Extract to read:

From Gloomy Loving Archæocete to All panelists and attendees: (09:06 PM)
may be, but to contribute, our users should be devs as well

From Gloomy Loving Archæocete to All panelists and attendees: (09:06 PM)
so if all your user are devs that use your platform = this is best case scenario

From Corey Petty to All panelists: (09:06 PM)
a subset of them will be

From Ned Karlovich to All panelists and attendees: (09:06 PM)
Its also always a balance of hearing from a user perspective and dev perspective together. design + dev <3

From Corey Petty to All panelists: (09:07 PM)
but we don't need to require only devs use the platform.. that limits our reach

From Josh Wrede to All panelists and attendees: (09:07 PM)
At GitLab we would do things to recognize and incentivize our contributors by having things like “contributor of the month” and recognize them publicly + as time went on would give cool prizes, and even fly the top one’s to our team summits and things like that. It created a cool culture where they felt apart of the team and recognized/took pride in it

From Akshi Federici to All panelists and attendees: (09:07 PM)
Some random thoughts to Oskar’s question: a) explicitly make that a KPI / OKR of core contributors who are “stewards” to get community participation b) incentivize external contributors both monetarily (SNT or Eth etc.) or non-monetarily (reputation walls, badges etc.) and c) making sure all our products have the tactical tools and mechanisms to allow community contribution - so, similar to what Embark and Nimbus have achieved in the “built-in” nature of ability for external community to contribute to / within the product directly

From Gloomy Loving Archæocete to All panelists and attendees: (09:10 PM)

Information provided:
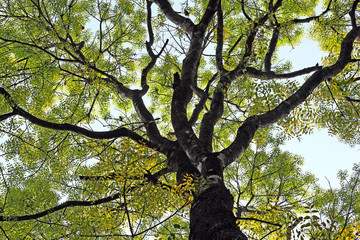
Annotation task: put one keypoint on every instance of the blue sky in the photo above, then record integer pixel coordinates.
(323, 155)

What you need to do:
(A) Answer these questions about the chat log, one per line:
(i) Where did GitLab eventually fly its top contributors, according to Josh Wrede?
(ii) What does Corey Petty say is limited by requiring only devs to use the platform?
(iii) Which two projects does Akshi Federici name for their "built-in" ability for the external community to contribute?
(B) Please give the chat log again from "so if all your" to "Wrede to All panelists and attendees: (09:07 PM)", swapping "platform" for "app" wherever it appears.

Exercise results:
(A)
(i) To the team summits.
(ii) Their reach.
(iii) Embark and Nimbus.

(B)
so if all your user are devs that use your app = this is best case scenario

From Corey Petty to All panelists: (09:06 PM)
a subset of them will be

From Ned Karlovich to All panelists and attendees: (09:06 PM)
Its also always a balance of hearing from a user perspective and dev perspective together. design + dev <3

From Corey Petty to All panelists: (09:07 PM)
but we don't need to require only devs use the app.. that limits our reach

From Josh Wrede to All panelists and attendees: (09:07 PM)